New PHP Interpreter Finds XSS, Injection Holes 66
rkrishardy writes "A group of researchers from MIT, Stanford, and Syracuse has developed a new program, named 'Ardilla,' which can analyze PHP code for cross-site scripting (XSS) and SQL injection attack vulnerabilities. (Here is the paper, in PDF, and a table of results from scanning six PHP applications.) Ardilla uses a modified Zend interpreter to analyze the code, trace the data, and determine whether the threat is real or not, significantly decreasing false positives." Unfortunately, license issues prevent the tool in its current form from being released as open source.
holy smokes batman (Score:3, Interesting)
From the results paper: "Part of Ardilla's implementation depends on modifications to the open-source Zend interpreter...made (for a different purpose) by a student while he was an intern at IBM. We have since made many more modifications, but since the original small diffs are owned by IBM, we cannot release either those original modifications or our later work that builds on them...It would be valuable for someone to re-implement the original changes, so that we could release our entire system as we would prefer. "
How would these changes be "re-implemented" - would the code have to be re-engineered, or would a trawl through the original code (patching in changes verbatim) be acceptable? Otherwise, would somebody have to find alternative syntax for implementing the same functionality? Barrel of worms methinks.
not possible (Score:3, Interesting)
I agree that it is possible (but difficult) to identify sql injection vulnerabilities with automated code inspection. I do not think XSS can be identified so easily. In a web app, user-submitted text is added to a database. Then who-knows-what happens to it. Eventually, something based on that text is submitted as output, at which time special characters must be escaped.
The only way to accurately identify XSS in such a scenario is to track the input from the user, into the database, and back out, so that you know the special characters are escaped. That's not something software could accurately do for a general case, without tons of false positives.
Re:Just teach people how to code (Score:2, Interesting)

§ Directions for this task
Print the passage from the PHP scanner thread that starts at "How would these" and ends after "of worms methinks.", without any changes.

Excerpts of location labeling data
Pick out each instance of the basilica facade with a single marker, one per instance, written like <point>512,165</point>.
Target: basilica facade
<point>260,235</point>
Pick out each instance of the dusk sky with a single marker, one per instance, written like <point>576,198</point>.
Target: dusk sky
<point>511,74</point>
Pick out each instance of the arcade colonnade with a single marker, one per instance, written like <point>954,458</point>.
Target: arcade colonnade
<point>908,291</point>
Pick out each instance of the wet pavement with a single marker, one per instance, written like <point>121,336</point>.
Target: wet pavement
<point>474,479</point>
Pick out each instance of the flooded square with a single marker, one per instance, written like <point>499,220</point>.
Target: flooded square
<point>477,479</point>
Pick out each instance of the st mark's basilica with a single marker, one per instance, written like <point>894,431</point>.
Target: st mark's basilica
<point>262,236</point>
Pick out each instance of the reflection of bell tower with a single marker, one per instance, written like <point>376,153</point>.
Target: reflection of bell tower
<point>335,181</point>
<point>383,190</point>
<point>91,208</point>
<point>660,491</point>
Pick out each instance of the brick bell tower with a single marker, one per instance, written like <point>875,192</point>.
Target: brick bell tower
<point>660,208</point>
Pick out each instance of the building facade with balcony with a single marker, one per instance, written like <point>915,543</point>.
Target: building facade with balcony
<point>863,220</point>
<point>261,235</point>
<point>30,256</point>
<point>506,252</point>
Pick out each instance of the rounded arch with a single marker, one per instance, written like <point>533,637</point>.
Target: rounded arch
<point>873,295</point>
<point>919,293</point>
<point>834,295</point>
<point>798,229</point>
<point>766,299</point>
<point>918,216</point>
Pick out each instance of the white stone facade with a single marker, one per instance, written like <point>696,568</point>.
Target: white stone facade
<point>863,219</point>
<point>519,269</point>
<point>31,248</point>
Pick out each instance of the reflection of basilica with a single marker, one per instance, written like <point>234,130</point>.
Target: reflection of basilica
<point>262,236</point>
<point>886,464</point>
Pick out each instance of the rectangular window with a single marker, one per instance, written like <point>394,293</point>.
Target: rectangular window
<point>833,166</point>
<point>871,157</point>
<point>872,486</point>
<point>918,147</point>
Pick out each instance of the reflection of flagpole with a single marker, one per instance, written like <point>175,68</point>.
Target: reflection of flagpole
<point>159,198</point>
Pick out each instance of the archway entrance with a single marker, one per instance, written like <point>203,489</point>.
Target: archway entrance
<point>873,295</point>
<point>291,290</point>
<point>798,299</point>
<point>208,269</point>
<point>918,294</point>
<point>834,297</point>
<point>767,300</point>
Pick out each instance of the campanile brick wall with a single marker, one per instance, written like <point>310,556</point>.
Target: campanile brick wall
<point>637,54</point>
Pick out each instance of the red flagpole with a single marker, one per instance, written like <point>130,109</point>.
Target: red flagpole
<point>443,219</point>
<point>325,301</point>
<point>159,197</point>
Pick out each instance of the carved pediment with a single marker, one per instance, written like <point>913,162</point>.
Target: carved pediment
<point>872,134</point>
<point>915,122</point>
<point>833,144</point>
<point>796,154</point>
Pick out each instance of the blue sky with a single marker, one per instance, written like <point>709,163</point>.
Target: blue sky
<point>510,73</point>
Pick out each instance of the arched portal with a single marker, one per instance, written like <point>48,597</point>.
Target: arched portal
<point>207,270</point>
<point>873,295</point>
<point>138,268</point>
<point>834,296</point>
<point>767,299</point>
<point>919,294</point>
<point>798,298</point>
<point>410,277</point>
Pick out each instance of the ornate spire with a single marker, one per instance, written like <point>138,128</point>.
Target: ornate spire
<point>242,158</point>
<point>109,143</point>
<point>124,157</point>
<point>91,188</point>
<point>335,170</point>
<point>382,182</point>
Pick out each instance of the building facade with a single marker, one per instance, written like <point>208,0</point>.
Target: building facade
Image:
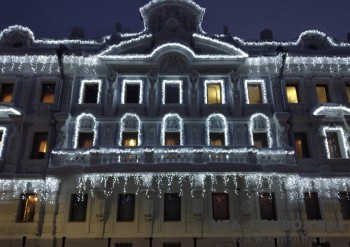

§ Correct result
How would these changes be "re-implemented" - would the code have to be re-engineered, or would a trawl through the original code (patching in changes verbatim) be acceptable? Otherwise, would somebody have to find alternative syntax for implementing the same functionality? Barrel of worms methinks.